__Your objective__. Return the following lines verbatim, leaving the pictures out of your answer.

== Provided material ==

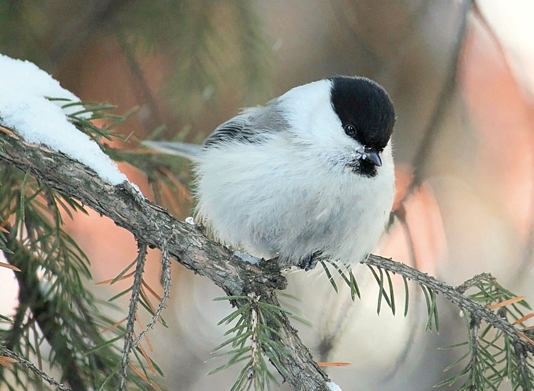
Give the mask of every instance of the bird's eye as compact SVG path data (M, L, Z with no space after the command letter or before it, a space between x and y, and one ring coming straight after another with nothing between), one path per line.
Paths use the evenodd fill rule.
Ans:
M345 125L345 134L352 137L356 134L356 130L352 125Z

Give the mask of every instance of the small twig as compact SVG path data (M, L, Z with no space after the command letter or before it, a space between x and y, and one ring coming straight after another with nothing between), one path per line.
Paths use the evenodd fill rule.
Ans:
M480 318L496 329L502 331L513 342L520 343L527 351L534 353L534 346L531 345L528 341L517 335L517 332L519 331L519 329L490 309L472 300L454 287L404 263L372 254L366 260L362 261L362 263L381 268L399 274L433 290L436 293L444 296L449 301L467 311L472 316Z
M494 279L495 277L492 276L490 273L481 273L457 286L456 290L460 293L465 293L466 291L471 287L474 286L478 283L481 283L483 281L491 281Z
M521 387L523 391L531 391L532 387L530 386L531 382L530 377L530 370L529 369L528 364L527 362L527 350L525 347L519 343L514 344L514 353L517 358L517 366L521 374Z
M250 380L256 375L255 370L258 362L258 355L260 352L260 345L258 343L258 296L254 292L251 292L248 295L252 299L252 301L250 302L250 323L252 332L250 335L250 344L252 348L250 354L252 355L252 361L250 363L249 371L247 374L247 378Z
M170 257L169 255L169 250L167 249L166 241L162 239L161 251L162 272L163 273L163 296L158 309L154 314L152 320L146 325L145 330L142 330L139 336L132 342L131 349L135 349L141 341L143 337L148 333L158 322L161 317L163 310L167 306L167 301L170 296Z
M7 348L2 346L0 346L0 352L1 352L1 354L4 356L17 360L17 362L22 364L32 372L40 377L41 379L45 380L51 386L57 387L58 389L60 390L61 391L73 391L72 388L65 387L61 383L58 382L22 356L19 356L14 351L12 351Z
M135 347L133 343L134 325L135 323L135 315L137 311L137 303L139 302L141 292L141 280L146 259L146 243L141 241L138 238L137 264L136 266L135 274L134 276L134 284L132 285L132 296L130 299L130 307L128 310L128 322L126 323L126 334L124 335L124 346L122 350L122 362L121 364L121 382L119 387L119 391L123 391L126 387L126 377L128 369L128 356Z

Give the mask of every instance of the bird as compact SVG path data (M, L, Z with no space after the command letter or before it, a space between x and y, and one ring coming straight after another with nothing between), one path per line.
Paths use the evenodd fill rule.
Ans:
M395 196L396 121L380 84L338 75L244 110L201 145L144 144L192 161L195 215L215 239L309 270L376 246Z

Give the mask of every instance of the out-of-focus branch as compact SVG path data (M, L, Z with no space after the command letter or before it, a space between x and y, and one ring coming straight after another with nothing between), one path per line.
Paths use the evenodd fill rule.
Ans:
M465 310L471 316L483 319L496 329L501 330L514 343L519 343L526 351L534 354L534 345L530 341L521 338L521 330L513 326L506 319L500 317L491 309L486 308L478 303L472 300L464 293L464 291L471 285L482 278L487 278L487 273L473 277L460 285L454 287L445 283L438 281L426 273L419 271L409 266L393 260L371 254L363 263L384 269L409 278L441 294L449 301Z
M38 375L41 379L46 381L49 384L57 387L58 389L60 390L60 391L73 391L72 388L65 387L61 383L56 381L53 379L53 378L51 378L48 374L35 366L35 365L34 365L32 362L28 361L22 356L19 356L14 351L12 351L7 348L2 346L1 345L0 345L0 355L9 357L10 358L13 358L17 362L22 364L25 367L32 371L32 372L34 373L36 373Z
M428 162L428 158L434 146L434 140L438 134L439 124L456 89L456 76L460 65L464 38L467 30L468 17L473 2L474 0L463 0L461 3L459 13L461 19L449 61L449 70L443 81L443 87L438 97L436 107L425 128L423 138L415 153L415 157L412 164L414 169L413 178L403 201L405 201L413 190L421 184Z

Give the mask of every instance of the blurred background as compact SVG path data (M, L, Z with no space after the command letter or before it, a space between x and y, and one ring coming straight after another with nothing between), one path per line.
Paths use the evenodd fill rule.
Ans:
M131 137L117 144L132 150L149 136L199 143L241 107L297 85L373 79L395 105L395 208L405 215L376 252L452 285L491 272L534 302L533 15L530 0L1 0L0 52L35 62L83 100L115 104L117 113L138 107L119 129ZM121 168L155 197L140 171ZM174 172L181 191L157 200L184 218L193 205L186 163ZM131 236L97 214L68 224L96 280L136 256ZM155 289L159 255L150 257ZM437 348L465 340L459 309L440 301L439 333L426 333L420 290L411 287L405 318L387 307L378 316L376 283L366 268L356 272L354 303L325 277L288 275L297 300L284 300L312 325L295 323L301 338L317 360L352 364L328 370L345 391L431 389L459 353ZM9 315L17 288L2 272ZM207 279L176 263L172 273L170 327L151 334L161 382L230 389L240 368L206 377L222 363L205 361L230 307L211 301L223 292ZM402 302L402 281L394 283ZM124 286L94 290L105 298Z

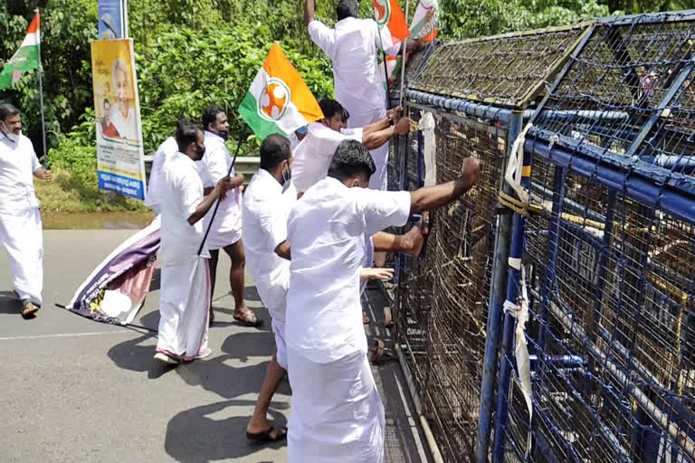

===

__Worked answer__.
Give the mask of every instance of the bird's eye as compact SVG path data (M, L, Z with no space after the command letter or before it, a space between x and y, and one ring coming straight after another with nothing between), one path per line.
Paths use the evenodd fill rule.
Ans:
M345 125L345 134L352 137L356 134L356 130L352 125Z

Give the mask of every instance of the small twig as compact SVG path data (M, L, Z with no space after the command letter or before it, a space between x and y, and one ring coming straight after another with nothing between), one path per line.
Paths use the evenodd fill rule.
Ans:
M480 318L496 329L502 331L513 342L520 343L527 351L534 353L534 346L531 345L528 341L517 335L517 332L519 331L519 329L490 309L472 300L454 287L404 263L372 254L366 260L362 261L362 263L381 268L399 274L433 290L436 293L444 296L449 301L467 311L472 316Z
M494 279L495 277L492 276L490 273L481 273L457 286L456 290L460 293L465 293L466 291L471 287L474 286L478 283L481 283L483 281L491 281Z
M521 387L523 391L531 391L532 387L530 386L531 382L530 377L530 370L529 369L528 364L527 362L527 350L525 347L519 343L514 344L514 353L517 358L517 366L521 374Z
M250 380L256 375L255 370L258 362L258 355L260 352L260 345L258 343L258 296L254 292L251 292L248 295L252 299L252 301L250 302L250 323L252 332L250 335L250 344L252 348L250 354L252 355L252 361L250 363L249 371L247 374L247 378Z
M170 257L169 255L169 250L167 249L166 241L162 239L161 251L162 272L163 273L163 296L158 309L154 314L152 320L146 325L145 330L142 330L139 336L132 342L131 349L135 349L141 341L143 337L148 333L158 322L161 317L163 310L167 306L167 301L170 296Z
M7 348L2 346L0 346L0 352L1 352L1 354L4 356L17 360L17 362L22 364L32 372L40 377L41 379L45 380L51 386L57 387L58 389L60 390L61 391L73 391L72 388L65 387L61 383L58 382L22 356L19 356L14 351L12 351Z
M135 347L133 343L134 325L135 323L135 315L137 311L137 303L139 302L141 292L141 280L146 259L146 243L141 241L138 238L137 264L136 266L135 274L134 276L134 284L132 285L132 296L130 299L130 307L128 310L128 322L126 323L126 334L124 335L124 346L122 350L122 362L121 364L121 382L119 387L119 391L123 391L126 387L126 377L128 369L128 356Z

Give the mask of every instance of the bird as compact SVG path data (M, L, Z with no space after the command letter or before it, a space between x and y, and one ring coming straight after another with nothing between), one path per line.
Paths use the evenodd fill rule.
Ans:
M395 196L396 121L380 84L338 75L244 110L201 145L144 144L192 161L195 215L215 239L309 270L376 246Z

Give the mask of every instance of the out-of-focus branch as compact SVG path data (M, L, Z with no space after the command letter or before it, a space between x and y, and one ring coming straight after another with nothing between), one path per line.
Paths use the evenodd fill rule.
Ans:
M465 310L471 316L483 319L496 329L501 330L514 343L519 343L526 351L534 354L534 345L530 341L521 338L521 330L513 326L506 319L500 317L491 309L486 308L478 303L472 300L464 293L464 291L471 285L482 278L487 278L487 273L473 277L460 285L454 287L445 283L438 281L426 273L419 271L409 266L393 260L371 254L363 263L384 269L409 278L441 294L449 301Z
M38 375L41 379L46 381L49 384L57 387L58 389L60 390L60 391L73 391L72 388L65 387L61 383L56 381L53 379L53 378L51 378L48 374L35 366L35 365L34 365L32 362L28 361L22 356L19 356L14 351L12 351L7 348L2 346L1 345L0 345L0 355L9 357L10 358L13 358L17 362L22 364L25 367L32 371L32 372L34 373L36 373Z
M428 162L428 158L434 146L434 140L438 134L439 124L456 89L456 76L460 65L464 38L467 30L468 17L473 2L474 0L463 0L461 3L459 13L461 19L449 61L449 70L443 81L443 87L438 97L436 107L425 128L423 138L415 153L415 157L412 164L414 169L413 178L403 201L405 201L413 190L421 184Z

Give the mask of every instance of the blurred background as compact SVG path data (M, L, Z with no space after the command letter or before it, a space between x and y, and one ring coming straight after another with nothing between), one path per line.
Paths use the evenodd fill rule.
Ans:
M131 137L117 144L132 150L149 136L199 143L241 107L297 85L373 79L395 105L395 208L405 215L376 252L452 285L491 272L534 302L533 15L530 0L1 0L0 52L35 62L83 100L115 104L117 113L138 107L119 129ZM121 168L155 197L140 171ZM174 172L181 191L157 200L184 218L193 205L186 163ZM131 236L97 214L68 224L96 280L136 256ZM155 289L159 255L150 257ZM437 348L465 340L459 309L440 301L439 333L426 333L420 290L411 287L405 318L387 307L378 316L376 283L366 268L356 272L354 303L325 277L288 275L297 300L284 300L312 325L295 323L301 338L317 360L352 364L328 370L345 391L431 389L459 353ZM9 315L17 288L2 272ZM207 279L176 263L172 273L170 327L151 334L161 382L230 389L240 368L206 377L222 363L205 361L230 307L211 301L223 292ZM402 302L402 281L394 283ZM124 286L94 290L105 298Z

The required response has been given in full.